REQUIREMENT: In the data below, give the number of lines that contain the word "frame". Nothing else is needed.

Referring expression pointing data
* * * * * * *

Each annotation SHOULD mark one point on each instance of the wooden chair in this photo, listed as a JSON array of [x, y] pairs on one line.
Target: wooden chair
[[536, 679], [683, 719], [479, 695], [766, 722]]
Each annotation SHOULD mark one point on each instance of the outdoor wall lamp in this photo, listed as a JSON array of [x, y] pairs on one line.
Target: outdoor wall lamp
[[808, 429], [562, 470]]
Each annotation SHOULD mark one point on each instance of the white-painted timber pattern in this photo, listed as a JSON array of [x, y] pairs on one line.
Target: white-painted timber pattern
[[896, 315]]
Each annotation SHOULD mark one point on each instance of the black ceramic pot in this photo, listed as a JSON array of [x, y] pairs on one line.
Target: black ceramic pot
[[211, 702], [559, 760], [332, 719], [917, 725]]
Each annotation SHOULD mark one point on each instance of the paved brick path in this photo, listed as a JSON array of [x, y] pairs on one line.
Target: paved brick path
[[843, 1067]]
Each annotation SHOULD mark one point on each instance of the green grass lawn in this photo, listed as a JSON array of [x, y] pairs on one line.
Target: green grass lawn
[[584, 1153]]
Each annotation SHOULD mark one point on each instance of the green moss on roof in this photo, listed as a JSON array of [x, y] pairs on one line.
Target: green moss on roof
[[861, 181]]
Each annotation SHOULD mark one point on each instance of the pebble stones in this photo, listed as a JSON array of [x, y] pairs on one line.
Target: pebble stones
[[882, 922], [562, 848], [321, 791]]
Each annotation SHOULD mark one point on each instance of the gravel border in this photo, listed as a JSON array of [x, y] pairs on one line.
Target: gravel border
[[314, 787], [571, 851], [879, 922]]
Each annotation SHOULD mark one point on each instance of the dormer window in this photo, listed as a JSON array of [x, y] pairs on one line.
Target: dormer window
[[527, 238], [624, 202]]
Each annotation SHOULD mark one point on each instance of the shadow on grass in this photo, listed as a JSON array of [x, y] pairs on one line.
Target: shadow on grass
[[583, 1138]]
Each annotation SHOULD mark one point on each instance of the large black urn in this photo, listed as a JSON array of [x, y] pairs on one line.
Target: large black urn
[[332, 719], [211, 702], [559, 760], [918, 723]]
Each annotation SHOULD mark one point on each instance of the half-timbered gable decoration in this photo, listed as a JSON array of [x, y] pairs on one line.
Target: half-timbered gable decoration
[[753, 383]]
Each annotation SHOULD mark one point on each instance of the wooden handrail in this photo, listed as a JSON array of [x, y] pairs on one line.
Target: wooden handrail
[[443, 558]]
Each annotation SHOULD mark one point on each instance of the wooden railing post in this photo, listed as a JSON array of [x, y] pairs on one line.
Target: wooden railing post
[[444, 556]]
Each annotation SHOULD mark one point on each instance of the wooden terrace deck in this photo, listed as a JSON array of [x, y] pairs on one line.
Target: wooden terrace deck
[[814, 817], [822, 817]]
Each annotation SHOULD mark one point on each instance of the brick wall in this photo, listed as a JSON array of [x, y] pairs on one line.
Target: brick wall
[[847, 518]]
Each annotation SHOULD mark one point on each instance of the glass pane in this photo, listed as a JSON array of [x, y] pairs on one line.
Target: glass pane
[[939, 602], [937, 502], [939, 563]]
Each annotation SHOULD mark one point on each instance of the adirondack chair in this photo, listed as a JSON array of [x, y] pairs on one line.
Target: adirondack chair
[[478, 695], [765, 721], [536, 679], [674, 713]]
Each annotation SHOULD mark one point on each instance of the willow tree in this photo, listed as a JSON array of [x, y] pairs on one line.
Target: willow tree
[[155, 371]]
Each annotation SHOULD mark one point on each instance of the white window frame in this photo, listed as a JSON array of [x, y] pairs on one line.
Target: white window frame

* * * * * * *

TASK OUTPUT: 2